GOAL —
Starting at the line containing "For every instance of the display" and running through the last of the lines below, swap "thickest" for "widest". Return only those lines, with nothing else changed.

Stored dataset items:
## Begin
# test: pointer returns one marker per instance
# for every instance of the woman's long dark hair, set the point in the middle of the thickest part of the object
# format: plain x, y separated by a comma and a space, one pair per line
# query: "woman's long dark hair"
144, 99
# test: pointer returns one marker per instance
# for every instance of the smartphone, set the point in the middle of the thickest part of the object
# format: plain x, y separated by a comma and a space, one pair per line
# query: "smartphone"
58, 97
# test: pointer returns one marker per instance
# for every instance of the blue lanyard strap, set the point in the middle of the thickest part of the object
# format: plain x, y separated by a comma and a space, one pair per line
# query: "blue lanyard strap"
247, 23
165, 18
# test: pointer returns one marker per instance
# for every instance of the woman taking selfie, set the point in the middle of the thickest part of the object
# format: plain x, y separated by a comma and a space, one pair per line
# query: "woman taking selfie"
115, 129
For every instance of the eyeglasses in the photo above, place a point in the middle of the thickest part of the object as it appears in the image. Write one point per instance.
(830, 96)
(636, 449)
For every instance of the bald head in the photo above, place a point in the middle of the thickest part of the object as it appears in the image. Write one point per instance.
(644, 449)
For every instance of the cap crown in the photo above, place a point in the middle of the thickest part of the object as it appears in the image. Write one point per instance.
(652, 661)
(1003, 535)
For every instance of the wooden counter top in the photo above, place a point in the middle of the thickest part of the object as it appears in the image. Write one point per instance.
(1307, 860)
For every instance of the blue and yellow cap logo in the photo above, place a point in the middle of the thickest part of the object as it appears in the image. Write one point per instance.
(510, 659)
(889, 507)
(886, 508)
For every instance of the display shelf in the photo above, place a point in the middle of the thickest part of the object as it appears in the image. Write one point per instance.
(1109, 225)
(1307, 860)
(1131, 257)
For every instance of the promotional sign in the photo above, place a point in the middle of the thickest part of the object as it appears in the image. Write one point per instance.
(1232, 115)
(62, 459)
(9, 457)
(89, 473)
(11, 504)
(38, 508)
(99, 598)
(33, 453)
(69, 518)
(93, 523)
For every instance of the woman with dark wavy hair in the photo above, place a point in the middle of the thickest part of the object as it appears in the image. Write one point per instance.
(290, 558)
## End
TASK RESULT —
For every instance of the display shelf in the photo above, place a point in the middle of the widest part of the object as it appears in the image. Write one point per instance.
(1109, 225)
(1307, 860)
(1131, 257)
For every instance of the promotional sign in the photo above, place a point in the middle of the widest part of the object as it appears in the image. Write one point per instance.
(1232, 115)
(62, 459)
(9, 457)
(89, 473)
(11, 504)
(38, 508)
(99, 598)
(33, 453)
(69, 518)
(93, 523)
For every instance of the woman with dark wavy hair in the photo above, place a point in the middle of the widest part of the object as it appears in the image. Write one point per instance.
(290, 558)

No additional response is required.